→ **TASK TO CARRY OUT**
Please filter the data down to the lines that include the word "wall" and copy them.

→ **RECORDS SUPPLIED**

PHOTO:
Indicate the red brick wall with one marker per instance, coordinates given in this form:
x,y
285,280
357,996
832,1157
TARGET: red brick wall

---

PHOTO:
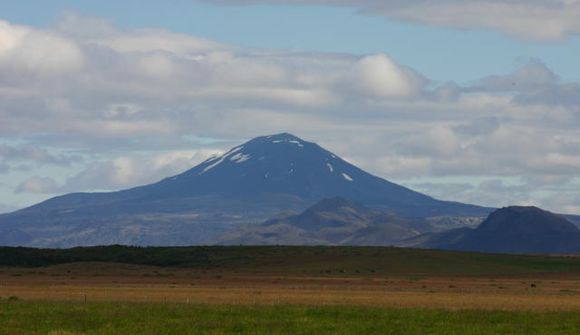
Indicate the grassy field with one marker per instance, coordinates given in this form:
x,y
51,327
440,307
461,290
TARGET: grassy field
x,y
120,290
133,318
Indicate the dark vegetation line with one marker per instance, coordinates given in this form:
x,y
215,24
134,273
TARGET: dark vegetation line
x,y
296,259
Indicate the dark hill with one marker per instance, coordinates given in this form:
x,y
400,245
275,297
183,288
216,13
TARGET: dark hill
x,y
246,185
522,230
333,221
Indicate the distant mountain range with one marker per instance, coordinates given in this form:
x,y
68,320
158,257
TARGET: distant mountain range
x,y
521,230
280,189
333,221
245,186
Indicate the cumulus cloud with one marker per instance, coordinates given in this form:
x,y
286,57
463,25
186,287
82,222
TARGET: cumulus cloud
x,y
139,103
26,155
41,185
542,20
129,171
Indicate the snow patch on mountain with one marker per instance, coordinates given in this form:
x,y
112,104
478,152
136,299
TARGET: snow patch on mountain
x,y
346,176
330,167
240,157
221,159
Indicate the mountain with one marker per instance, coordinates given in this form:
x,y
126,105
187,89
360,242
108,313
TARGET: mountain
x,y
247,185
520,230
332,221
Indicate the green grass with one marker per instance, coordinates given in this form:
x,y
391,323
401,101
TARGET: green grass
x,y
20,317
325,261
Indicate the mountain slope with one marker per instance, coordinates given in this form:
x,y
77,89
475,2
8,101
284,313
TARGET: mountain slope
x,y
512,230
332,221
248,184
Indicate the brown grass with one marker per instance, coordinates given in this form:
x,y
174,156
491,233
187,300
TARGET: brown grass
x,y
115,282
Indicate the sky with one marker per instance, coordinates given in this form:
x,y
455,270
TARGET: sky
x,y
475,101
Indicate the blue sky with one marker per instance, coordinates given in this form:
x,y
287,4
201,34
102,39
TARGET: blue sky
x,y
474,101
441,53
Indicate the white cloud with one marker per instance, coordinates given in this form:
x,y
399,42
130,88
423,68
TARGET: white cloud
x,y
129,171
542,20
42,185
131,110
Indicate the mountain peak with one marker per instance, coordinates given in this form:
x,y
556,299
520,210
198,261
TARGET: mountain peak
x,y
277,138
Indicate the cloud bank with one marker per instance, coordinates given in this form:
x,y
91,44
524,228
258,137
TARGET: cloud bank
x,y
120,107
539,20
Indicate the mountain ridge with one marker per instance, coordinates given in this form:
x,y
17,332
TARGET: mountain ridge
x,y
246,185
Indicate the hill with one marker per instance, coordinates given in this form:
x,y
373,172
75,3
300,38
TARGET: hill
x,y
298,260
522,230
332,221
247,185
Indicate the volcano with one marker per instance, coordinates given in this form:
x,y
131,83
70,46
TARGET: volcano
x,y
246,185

→ **FINISHED TASK**
Indicate the red brick wall with one marker per instance, coordinates given in this form:
TARGET: red brick wall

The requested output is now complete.